Some Assembly Required is a teen situation comedy series that aired on YTV in Canada and streams on Netflix (seasons 1–2) and Amazon Prime Video (season 3) worldwide. Produced in Burnaby, British Columbia, it was created by Dan Signer (The Suite Life on Deck, A.N.T. Farm, Mr. Young) & Howard Nemetz, and stars Kolton Stewart, Charlie Storwick, Harrison Houde, Sydney Scotia, Dylan Playfair, Travis Turner and Ellie Harvie. The first season, with 26 episodes, began airing in January 2014; the series finale aired on June 6, 2016. The first season was first streamed on Netflix in 2015, followed by the second season.

Premise
Jarvis Raines (Kolton Stewart) is an average 14-year-old who becomes a boss overnight after he sues a toy company over a defective chemistry set that blows up his house. Jarvis' first act as CEO of Knickknack Toys is to fire Candace (Ellie Harvey), the former CEO. He recruits a diverse group of kids from his high school to help him run the company. Usually, something backfires when they are trying to develop a new toy. Before the end credits, there are usually advertisements showing Knickknack Toys' newest products, which are shown or often invented in said episode, as well as P. Everett Knickknack telling the viewer, "The p stands for (word that begins with p)".

Episodes

Cast and characters

Main 
Kolton Stewart as Jarvis Raines, a fun-loving teenager who becomes the new owner of Knickknack Toys, after suing the company when a defective chemistry set he got blows up his house on Christmas. Over time he develops feelings for Piper, whom he begins dating in season 3.
 Charlie Storwick as Piper Gray, a tech-savvy, sardonic goth 'hacker chick' who is hired by Jarvis as the Chief Technology Officer and the vice president of the company. She has had a huge crush on Jarvis since before being hired by him but never had told him until they began dating in the third season.
 Harrison Houde as Bowie Sherman, Jarvis' weird best friend who is the first to get hired by him. He gets ideas ranging from bad to worse, including taking words seriously. Even so, he is still like everyone's lovable little brother. In Season 1 Episode 3, Jarvis puts him in charge of the Joke and Prank Division.

------------

Quote everything from "Cast and characters" down to "in season 3." in the article on Some Assembly Required. The data that comes next is from a separate source.

Information provided:
------------

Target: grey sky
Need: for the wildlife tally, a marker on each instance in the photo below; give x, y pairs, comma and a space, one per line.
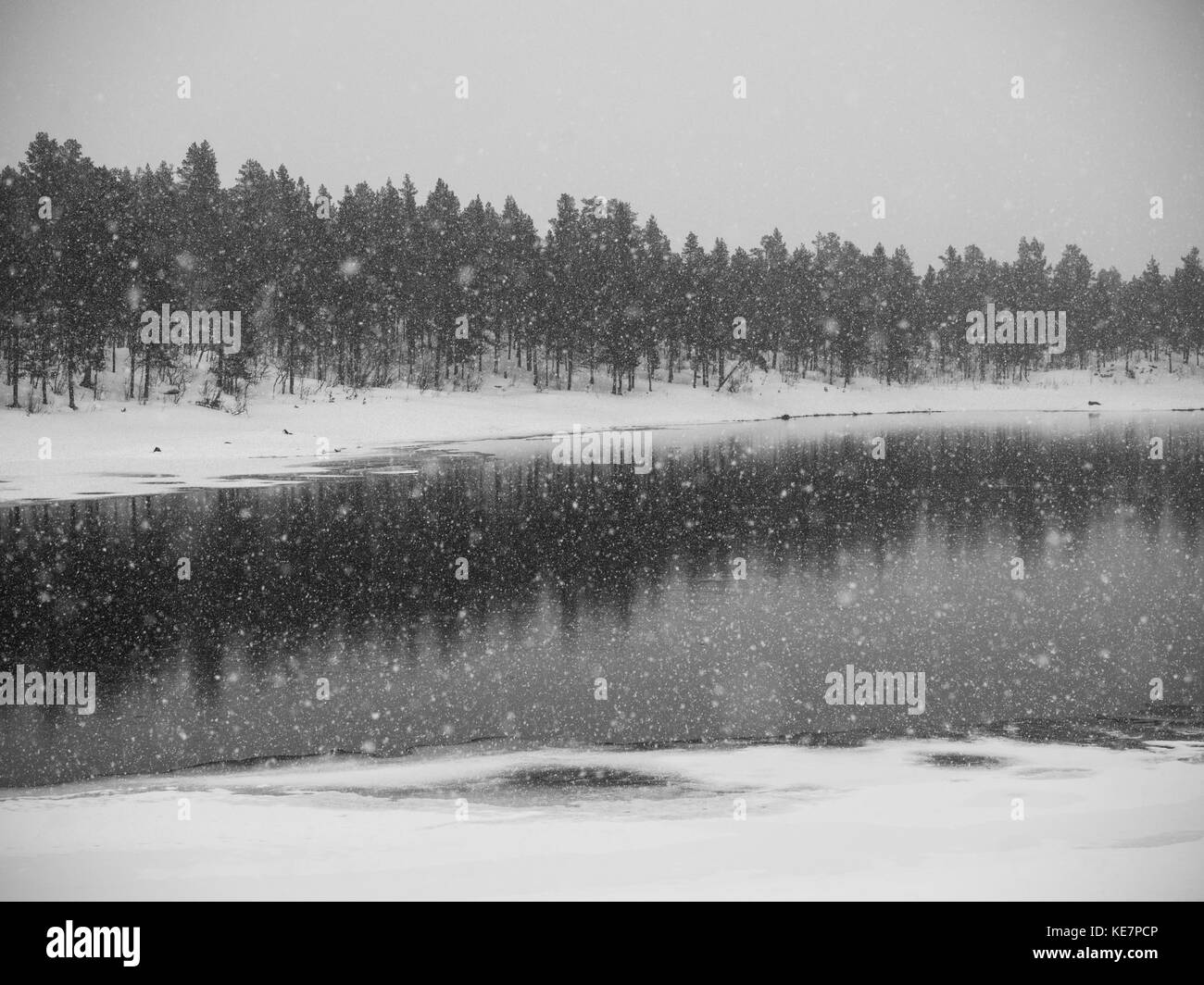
633, 100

------------

Final result:
Cast and characters

Main 
Kolton Stewart as Jarvis Raines, a fun-loving teenager who becomes the new owner of Knickknack Toys, after suing the company when a defective chemistry set he got blows up his house on Christmas. Over time he develops feelings for Piper, whom he begins dating in season 3.